(Work instructions)
In your copy, include no images, and write out every entry below exactly as it stands.
(Beginning of Records for the exercise)
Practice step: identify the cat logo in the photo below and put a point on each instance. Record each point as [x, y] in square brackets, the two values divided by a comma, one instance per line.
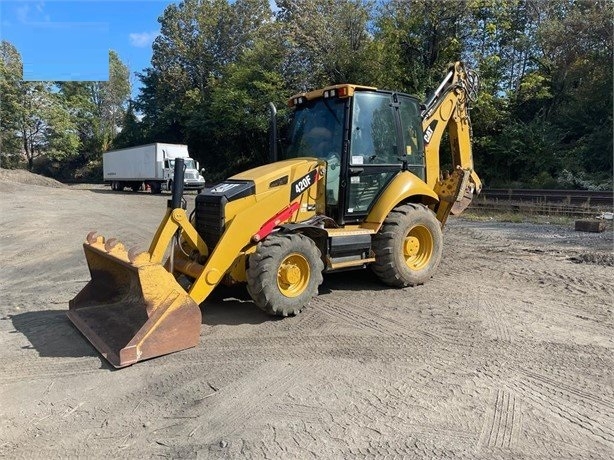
[430, 130]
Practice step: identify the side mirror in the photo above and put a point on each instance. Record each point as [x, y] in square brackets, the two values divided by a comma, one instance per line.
[272, 133]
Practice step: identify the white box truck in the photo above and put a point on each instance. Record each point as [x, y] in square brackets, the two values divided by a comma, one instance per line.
[150, 165]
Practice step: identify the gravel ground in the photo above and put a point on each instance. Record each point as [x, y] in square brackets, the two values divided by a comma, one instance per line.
[505, 353]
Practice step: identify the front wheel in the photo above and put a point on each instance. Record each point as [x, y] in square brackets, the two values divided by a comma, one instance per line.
[284, 273]
[408, 247]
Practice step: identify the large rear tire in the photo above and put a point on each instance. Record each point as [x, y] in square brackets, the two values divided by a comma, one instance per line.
[408, 247]
[284, 273]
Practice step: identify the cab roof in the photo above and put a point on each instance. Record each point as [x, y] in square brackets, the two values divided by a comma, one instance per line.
[342, 90]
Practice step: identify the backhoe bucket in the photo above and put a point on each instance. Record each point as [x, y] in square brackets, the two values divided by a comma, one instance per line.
[132, 309]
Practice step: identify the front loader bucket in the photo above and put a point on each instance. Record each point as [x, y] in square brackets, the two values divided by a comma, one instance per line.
[132, 309]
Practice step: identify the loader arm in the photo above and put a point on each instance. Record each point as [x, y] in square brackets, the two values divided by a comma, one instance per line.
[447, 110]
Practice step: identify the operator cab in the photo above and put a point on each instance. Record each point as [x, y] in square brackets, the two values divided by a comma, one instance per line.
[366, 137]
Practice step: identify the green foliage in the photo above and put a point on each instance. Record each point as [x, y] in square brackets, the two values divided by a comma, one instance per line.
[543, 116]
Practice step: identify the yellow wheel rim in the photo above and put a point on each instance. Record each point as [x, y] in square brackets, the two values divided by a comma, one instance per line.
[293, 275]
[418, 247]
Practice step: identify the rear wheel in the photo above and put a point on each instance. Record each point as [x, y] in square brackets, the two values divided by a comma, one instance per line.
[408, 246]
[284, 273]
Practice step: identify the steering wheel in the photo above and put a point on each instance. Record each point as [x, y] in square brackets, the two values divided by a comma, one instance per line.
[333, 161]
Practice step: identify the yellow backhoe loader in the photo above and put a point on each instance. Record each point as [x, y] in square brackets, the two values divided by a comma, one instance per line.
[359, 184]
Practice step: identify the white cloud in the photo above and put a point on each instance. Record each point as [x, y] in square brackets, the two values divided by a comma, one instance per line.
[142, 39]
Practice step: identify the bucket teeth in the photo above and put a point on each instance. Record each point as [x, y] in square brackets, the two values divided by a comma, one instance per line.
[92, 237]
[115, 248]
[138, 257]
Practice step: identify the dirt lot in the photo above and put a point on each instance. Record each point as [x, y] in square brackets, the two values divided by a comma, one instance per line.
[505, 353]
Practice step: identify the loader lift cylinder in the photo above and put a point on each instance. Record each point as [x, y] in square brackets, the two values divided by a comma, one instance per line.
[177, 191]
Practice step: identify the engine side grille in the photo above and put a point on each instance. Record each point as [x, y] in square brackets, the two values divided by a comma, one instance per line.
[210, 218]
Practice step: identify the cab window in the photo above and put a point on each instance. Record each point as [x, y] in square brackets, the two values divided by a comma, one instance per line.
[373, 138]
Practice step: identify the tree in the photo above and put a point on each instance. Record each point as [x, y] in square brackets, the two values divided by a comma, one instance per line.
[11, 72]
[327, 42]
[98, 107]
[199, 41]
[32, 114]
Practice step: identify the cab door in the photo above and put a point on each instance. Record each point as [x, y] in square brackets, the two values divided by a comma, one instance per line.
[373, 158]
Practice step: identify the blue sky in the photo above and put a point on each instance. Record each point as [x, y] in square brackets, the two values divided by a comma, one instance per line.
[71, 39]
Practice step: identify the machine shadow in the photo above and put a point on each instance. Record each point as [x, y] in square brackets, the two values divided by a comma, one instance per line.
[232, 306]
[351, 280]
[51, 334]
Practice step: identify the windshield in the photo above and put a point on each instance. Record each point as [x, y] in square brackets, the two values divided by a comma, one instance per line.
[189, 163]
[316, 130]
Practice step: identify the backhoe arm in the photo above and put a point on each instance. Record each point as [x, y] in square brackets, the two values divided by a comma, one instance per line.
[448, 110]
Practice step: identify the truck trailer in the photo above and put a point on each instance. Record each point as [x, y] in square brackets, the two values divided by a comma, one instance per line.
[150, 165]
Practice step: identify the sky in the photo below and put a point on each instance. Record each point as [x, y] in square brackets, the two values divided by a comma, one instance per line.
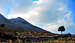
[46, 14]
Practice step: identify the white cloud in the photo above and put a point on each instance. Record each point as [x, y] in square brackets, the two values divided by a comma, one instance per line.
[49, 13]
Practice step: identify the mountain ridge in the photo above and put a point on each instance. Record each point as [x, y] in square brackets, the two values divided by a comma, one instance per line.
(End of Records for the exercise)
(Exercise result)
Practice step: identify the cat logo in the photo below and put a point on each instance. Record each point as [x, y] in square brackets, the two values divided by a comma, one instance per line.
[430, 130]
Practice step: identify the side mirror in the photo above and put a point on each instance. Record each point as [x, y] in square brackets, the two values divided by a comma, one instance per line.
[272, 133]
Practice step: identify the white box truck in the photo above and put a point on each instance. Record each point as [x, y] in square brackets, the two values divided by a comma, one instance per line.
[150, 165]
Practice step: identify the gravel ground in the photo above and put a point on each instance. Record each point as [x, y] in square brackets, the two values divided by a comma, one instance per line.
[505, 353]
Practice step: identify the front wheel in the photo above and put a point on each instance. Record each point as [x, y] in square brackets, the two values divided by a comma, one instance per line.
[284, 273]
[408, 247]
Practice step: identify the large rear tire in the photo above and put a point on each instance. Record each point as [x, y] in square brackets, the two values divided by a comma, one instance per line.
[408, 247]
[284, 273]
Practice step: identify the cab roof in the photo above and put a point on each instance. Record each point as [x, y] in square brackets, the two values divided by a comma, one instance per line.
[342, 90]
Practice step: identify the backhoe bucket in the photo above and put a point on each instance. Record each point as [x, y] in square brackets, the two values divided by a comma, one instance per line.
[132, 309]
Practice step: identify the front loader bucket in the photo above and put a point on each instance. Record each point as [x, y] in square brackets, the two values divided by a comma, one instance per line.
[132, 309]
Practice step: identify the loader arm in the photo above and put a point on each instance. Record each point as [x, y] in square brackets, the two values divided by a comma, one instance per line.
[447, 110]
Practice step: identify the operator cab in the photo above and put a point on each instance. Record each point as [x, y] in square brackets, the two values divided by a comma, one instance per line.
[366, 137]
Practice step: identify the green foliage in the photo above and put a point on each instance. Record each point as [x, y] in square brackets, the two values divided by a comma, one instance per line.
[543, 116]
Practice step: identify the yellow wheel rim in the photo above and put a point on each instance. Record each point as [x, y] in square brackets, the two values divided by a comma, one instance per line.
[293, 275]
[418, 247]
Practice step: identify the rear wheel in the photo above and put a point on each instance. Record each point as [x, y] in square brackets, the two values divided by a comma, one instance per line.
[408, 246]
[284, 273]
Practice step: identify the steering wheel in the photo above and put a point on each instance. Record each point as [x, y] in square brackets, the two values divided by a comma, one instance per line.
[333, 161]
Practice step: identify the yellow backhoe loader in the photo above and put a point on each instance. Record each point as [x, y] in square brackets, the two values divided by a comma, one instance per line.
[359, 184]
Practice step: identify the white cloud in the photo above and put a point on each instance. Record each point as [x, y] in square brackets, the two values divided by a comma, one instance per line.
[142, 39]
Practice step: identify the bucket teeth in the photo above and put a point on each instance. Record each point as [x, y] in square brackets, the two values divided by a comma, one instance per line.
[92, 237]
[115, 248]
[138, 257]
Practice step: identify the dirt lot in the photo above and put a point on each instance. Record each point as [x, y] in square brackets, the two values divided by a comma, one instance per line.
[505, 353]
Practice step: identify the loader lift cylinder in the photo above and put a point on each instance. Record each point as [x, y] in square brackets, the two values divided by a comma, one instance per line.
[177, 191]
Practice step: identify the engine side grille in the photo above and put a point on each instance. Record each point as [x, y] in square brackets, the two values divided by a comma, one instance per line.
[210, 218]
Practice step: identify the cab window in the photo above and put a point on each instance. Record each point as [x, y] in square brackets, the two values divided by a comma, one instance per line.
[373, 138]
Practice step: identify the tree in the photo above and put a point on each instance. Record each point as [x, y] in square brackets, the two values divided by a comma, one instance per line.
[11, 72]
[327, 42]
[98, 107]
[199, 41]
[32, 114]
Practice step: identify the cab door in the photo above and put a point on each instance. Record each point as [x, y] in square brackets, the two values divided by a comma, one instance per line.
[373, 158]
Practice step: identify the blue sky in the photo above and put a point on each instance. Record each point as [x, y] in square brackets, the two values divided by a comma, one instance per line.
[71, 39]
Practice step: identify the machine shadow in the photo above and put a point on each instance. Record each point as [x, y] in square brackets, the two values divided by a comma, one instance per line.
[232, 306]
[351, 280]
[51, 334]
Practice step: identify the windshield in the photo above and put a point on each instance. Record each point as [x, y] in square brackets, the two values divided by a comma, one instance per line.
[189, 163]
[316, 130]
Practice step: identify the backhoe arm in the photo above and put a point on each instance. Record each point as [x, y] in square brackets, the two values divided by a comma, one instance per line.
[448, 110]
Practice step: identify the truck trailer in the photo above and put a point on each instance. Record each point as [x, y] in square brackets, the two values divided by a comma, one instance per line.
[150, 165]
Practice step: identify the sky in the photo below and put a point on each instance. Record each point as [x, y] in square brackets, the two values divided by a comma, one instance per line.
[46, 14]
Practice step: identify the white cloud in the photo above and put a point on each instance. Record each point as [x, y] in square brackets, the two values divided by a comma, one instance per line.
[49, 13]
Practice step: identify the mountain ridge in the photo above and put a point on each instance. Record each point as [x, y] in square brackets, the two values divided by a comma, one instance per line.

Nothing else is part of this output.